+++ AVAILABLE RECORDS +++

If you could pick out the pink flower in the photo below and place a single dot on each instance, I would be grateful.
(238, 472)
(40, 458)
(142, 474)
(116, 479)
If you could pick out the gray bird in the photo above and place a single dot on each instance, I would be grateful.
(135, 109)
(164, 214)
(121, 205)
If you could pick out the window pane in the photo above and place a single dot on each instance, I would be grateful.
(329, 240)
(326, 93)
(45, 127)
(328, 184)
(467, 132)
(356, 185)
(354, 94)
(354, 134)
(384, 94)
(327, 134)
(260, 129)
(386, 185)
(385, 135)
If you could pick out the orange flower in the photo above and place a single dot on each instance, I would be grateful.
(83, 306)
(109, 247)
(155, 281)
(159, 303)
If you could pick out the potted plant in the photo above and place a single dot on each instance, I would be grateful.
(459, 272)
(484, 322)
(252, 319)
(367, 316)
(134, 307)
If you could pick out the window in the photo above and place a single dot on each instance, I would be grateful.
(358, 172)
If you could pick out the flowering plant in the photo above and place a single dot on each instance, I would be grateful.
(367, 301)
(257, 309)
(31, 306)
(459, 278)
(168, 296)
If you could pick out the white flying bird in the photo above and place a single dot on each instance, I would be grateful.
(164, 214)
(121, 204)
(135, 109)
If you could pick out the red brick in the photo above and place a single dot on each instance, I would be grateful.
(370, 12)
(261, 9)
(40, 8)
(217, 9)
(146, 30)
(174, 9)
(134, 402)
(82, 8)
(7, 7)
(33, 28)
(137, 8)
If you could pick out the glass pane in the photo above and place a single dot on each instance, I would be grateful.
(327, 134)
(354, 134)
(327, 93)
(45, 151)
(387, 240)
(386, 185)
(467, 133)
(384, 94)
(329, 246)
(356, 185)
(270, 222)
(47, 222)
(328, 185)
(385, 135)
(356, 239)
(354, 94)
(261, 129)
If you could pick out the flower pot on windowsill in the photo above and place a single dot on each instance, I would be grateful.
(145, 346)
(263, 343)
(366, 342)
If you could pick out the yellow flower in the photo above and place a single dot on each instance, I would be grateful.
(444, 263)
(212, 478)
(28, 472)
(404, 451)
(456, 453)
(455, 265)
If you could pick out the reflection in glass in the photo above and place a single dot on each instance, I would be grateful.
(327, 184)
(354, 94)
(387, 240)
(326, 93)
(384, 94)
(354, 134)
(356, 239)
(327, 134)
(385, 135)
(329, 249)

+++

| THE TASK |
Update the records from the line containing "If you could pick out the flower pot" through the end of the records, putting "single point" in place of "single dot" and changing nothing else.

| SOLUTION |
If you could pick out the flower pot on windowsill in the photo above and place a single point on each instance, I would be grateful.
(145, 346)
(263, 343)
(366, 342)
If you could pick out the yellow flower in the photo above and place a single point on each instance, I would be grateful.
(444, 263)
(212, 478)
(28, 472)
(404, 451)
(456, 453)
(455, 265)
If you could pick out the reflection in glass in the photo above and place a single point on each instance, I would be grateful.
(327, 184)
(354, 94)
(387, 240)
(326, 93)
(384, 94)
(354, 134)
(356, 239)
(327, 134)
(385, 135)
(329, 249)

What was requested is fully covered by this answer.